**WHAT NEEDS TO BE DONE**
Can you copy every one of the items below line for line, without changing a single character?

**STORED ROWS**
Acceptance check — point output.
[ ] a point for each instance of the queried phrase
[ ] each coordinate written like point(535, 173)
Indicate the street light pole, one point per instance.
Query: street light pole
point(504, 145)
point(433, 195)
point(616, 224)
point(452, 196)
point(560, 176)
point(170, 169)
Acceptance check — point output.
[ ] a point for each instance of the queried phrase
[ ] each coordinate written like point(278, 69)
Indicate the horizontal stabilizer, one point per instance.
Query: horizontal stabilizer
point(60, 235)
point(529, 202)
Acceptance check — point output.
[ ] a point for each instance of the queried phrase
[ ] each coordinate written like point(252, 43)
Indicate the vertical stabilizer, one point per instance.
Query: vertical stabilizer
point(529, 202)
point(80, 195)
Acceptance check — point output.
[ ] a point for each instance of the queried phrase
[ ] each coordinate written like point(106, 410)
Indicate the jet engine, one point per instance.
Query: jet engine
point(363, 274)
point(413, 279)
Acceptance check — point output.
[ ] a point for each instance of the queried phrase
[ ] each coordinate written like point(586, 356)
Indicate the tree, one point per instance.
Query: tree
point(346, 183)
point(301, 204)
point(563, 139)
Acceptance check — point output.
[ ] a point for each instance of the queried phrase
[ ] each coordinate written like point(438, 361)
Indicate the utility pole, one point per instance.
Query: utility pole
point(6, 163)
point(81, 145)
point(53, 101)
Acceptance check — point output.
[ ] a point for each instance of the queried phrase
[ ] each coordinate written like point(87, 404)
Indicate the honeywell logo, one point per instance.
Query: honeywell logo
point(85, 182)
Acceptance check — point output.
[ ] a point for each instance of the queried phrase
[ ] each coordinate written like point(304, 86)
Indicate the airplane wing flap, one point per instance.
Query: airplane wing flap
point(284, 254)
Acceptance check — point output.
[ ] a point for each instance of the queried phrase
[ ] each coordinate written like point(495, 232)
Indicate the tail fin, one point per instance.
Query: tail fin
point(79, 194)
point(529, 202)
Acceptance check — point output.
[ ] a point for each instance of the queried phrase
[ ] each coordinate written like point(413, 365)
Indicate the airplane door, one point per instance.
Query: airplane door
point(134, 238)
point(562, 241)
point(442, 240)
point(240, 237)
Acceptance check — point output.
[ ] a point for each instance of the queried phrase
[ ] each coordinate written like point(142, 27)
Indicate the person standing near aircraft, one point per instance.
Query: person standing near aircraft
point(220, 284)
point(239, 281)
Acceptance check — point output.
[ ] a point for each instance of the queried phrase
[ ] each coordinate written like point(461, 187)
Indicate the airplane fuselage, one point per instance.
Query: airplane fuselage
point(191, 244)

**CORRECT RESPONSE**
Acceptance check — point output.
[ ] a point for each instance of the queried phrase
[ ] each coordinate written like point(535, 173)
Indicate the street light pole, one point per instance.
Query: street light pole
point(504, 145)
point(433, 195)
point(616, 224)
point(452, 196)
point(560, 176)
point(170, 169)
Acceptance check — point output.
[ ] a point for each instance of the queried phrase
[ ] each coordinate written like point(278, 69)
Indicate the horizontal stabilizer, one point per instance.
Query: horizontal stabilizer
point(60, 235)
point(529, 202)
Acceptance check — point output.
[ ] a point for each instance of the queried phrase
[ ] each coordinate written like point(252, 43)
Indicate the vertical stabilizer, one point per instance.
Query: vertical stabilizer
point(529, 202)
point(80, 195)
Acceptance check — point output.
[ ] a point for each instance of the queried phrase
[ ] each coordinate written like point(106, 410)
Indicate the jet engine, one point per instance.
Query: jet engine
point(363, 274)
point(413, 279)
Acceptance check — point output.
[ ] a point for each instance of the queried phrase
[ ] each coordinate written like point(586, 356)
Indicate the tree, one point per instance.
Query: tree
point(346, 183)
point(301, 204)
point(563, 139)
Acceptance check — point output.
[ ] a point for each instance of the queried phrase
[ ] each coordinate written like point(438, 361)
Indicate the utility pole, one point per instance.
Query: utility pole
point(6, 163)
point(81, 145)
point(53, 101)
Acceptance check — point output.
[ ] a point for each instance of the queried phrase
[ ] each coordinate written like point(87, 404)
Indicate the honeywell logo, one point per instance.
Query: honeywell logo
point(85, 182)
Acceptance check — point output.
[ ] a point for each instance of the queried phrase
[ ] each coordinate written like point(304, 86)
Indicate the airplane wing flap, one point per instance.
Query: airplane wing flap
point(284, 254)
Acceptance check — point output.
[ ] a point for each instance of the queried phrase
[ ] each coordinate written like point(495, 232)
Indicate the tail fin, one point per instance.
Query: tail fin
point(79, 194)
point(529, 202)
Acceptance check — point output.
[ ] a point for each instance of the queried phrase
[ ] each coordinate written like point(413, 365)
Indicate the airplane door, one point per instance.
Query: airplane door
point(134, 238)
point(562, 241)
point(442, 240)
point(240, 237)
Acceptance check — point output.
[ ] a point for each instance of the queried phrase
[ ] each coordinate written like point(142, 27)
Indicate the person standing near aircraft, one point per instance.
Query: person standing near aircraft
point(220, 284)
point(239, 281)
Acceptance check — point output.
[ ] a point for each instance of the queried phrase
[ ] each coordinate written like point(461, 187)
Indicate the airplane fuselage, one point per instance.
Query: airplane fuselage
point(191, 244)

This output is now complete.